------ Selected extract

Controversial Calderstones housing scheme the size of EIGHT football pitches. By Larry Neild
HOUSING developer Redrow is just days away from winning the green light for one of the most hotly contested residential developments in decades.
Despite hundreds of objections, Liverpool City council’s planning committee is being asked, by planning officers, to approve the scheme that will see 13 acres of the Harthill Calderstones estate disappearing - that's an area bigger than eight football pitches - to make way for luxury houses costing around half a million pounds each.
Such a land grab from Liverpool’s cherished green wedge has not been seen for generations. The parks and parklands have always been considered not for sale at any price
Just like the city council tried to convince people that the Sefton Park Meadows was incidental space in Park Avenue, Liverpool 17, it is attempting, but failing, to convince many people that the land zoned for Garston-born Steve Morgan's detached houses is merely land off Harthill Road.
Given support for the Harthill scheme by Mayor Joe Anderson, the chances of the Labour-dominated planning committee rejecting the plans are low.
Many local people believe the go-ahead for the scheme will cost Labour dearly at the ballot box in south Liverpool.
One of the objectors is local resident and Labour councillor Richard Wenstone who represents Church ward alongside the leader and deputy leader of the Lib Dems, Richard Kemp and Andrew Makinson.
Wenstone expresses concern about the impact of the Redrow scheme on traffic along narrow Harthill Road with its "blind bend" in the middle, close to Calderstones school.
Such a land grab from Liverpool’s cherished green wedge has not been seen for generations. The parks and parklands have always been considered not for sale at any price.
In the 1990s, when green spaces in South Liverpool were last threatened, it became an election issue leading to the Lib Dems, under Mike Storey, spectacularly gaining control from Labour in 1998.
Within 24 hours, Storey, now Lord Storey, pledged that Liverpool’s green spaces would not be sold.
Storey had campaigned, as a rookie councillor, in the 1970s when an earlier Labour council had attempted to earmark a slice of Sefton park for housing. That scheme was dropped.
The council insists that the Harthill land, up until now used by the Beechley riding stables, Calder Kids and the miniature railway (which it has pledged to relocate), is not open to the public.
The Redrow scheme for 51 homes will mean the axing of dozens of mature trees and a dramatic change in the green vista.
Just weeks ago Liverpool Confidential reported how Liverpool has the least amount of green space of 10 major British cities, with just 16 percent of the city’s land mass considered such. That compared with the 50 percent of Edinburgh’s green space, taking it to top of the list.
The loss of green space in the Calderstones area is cited as one of the main reasons for a mass of objections.
Calderstones, for many years headquarters of the city’s parks and gardens department, was considered the city’s king of parks.
It remains a destination for families from every part of Liverpool and much further afield.
The Planning Commitee will visit the area, prior to assembling at the Town Hall at 11am on Tuesday to decide the fate of the Harthill site.
'Objections not sufficient to justify a refusal'
The Draft Liverpool Local Plan, which could have come to the rescue of the Harthill estate, was published for consultation last September and representations to it are currently being reviewed by the council.

------------
------ Raw data

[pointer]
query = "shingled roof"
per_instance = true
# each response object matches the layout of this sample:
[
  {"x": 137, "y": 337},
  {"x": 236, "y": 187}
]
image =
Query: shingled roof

------------

Set task A:
Copy the stretch of the article on the Calderstones housing scheme from "In the 1990s, when" through "not be sold.".
Set task B:
Render every line of the location identification rows as a Markdown table with the columns No. and Entry, numbering each line and omitting blank lines.
The article on the Calderstones housing scheme and the rows have no connection to each other.

Response A:
In the 1990s, when green spaces in South Liverpool were last threatened, it became an election issue leading to the Lib Dems, under Mike Storey, spectacularly gaining control from Labour in 1998.
Within 24 hours, Storey, now Lord Storey, pledged that Liverpool’s green spaces would not be sold.

Response B:
| No. | Entry |
|---|---|
| 1 | [pointer] |
| 2 | query = "shingled roof" |
| 3 | per_instance = true |
| 4 | # each response object matches the layout of this sample: |
| 5 | [ |
| 6 |   {"x": 137, "y": 337}, |
| 7 |   {"x": 236, "y": 187} |
| 8 | ] |
| 9 | image = |
| 10 | Query: shingled roof |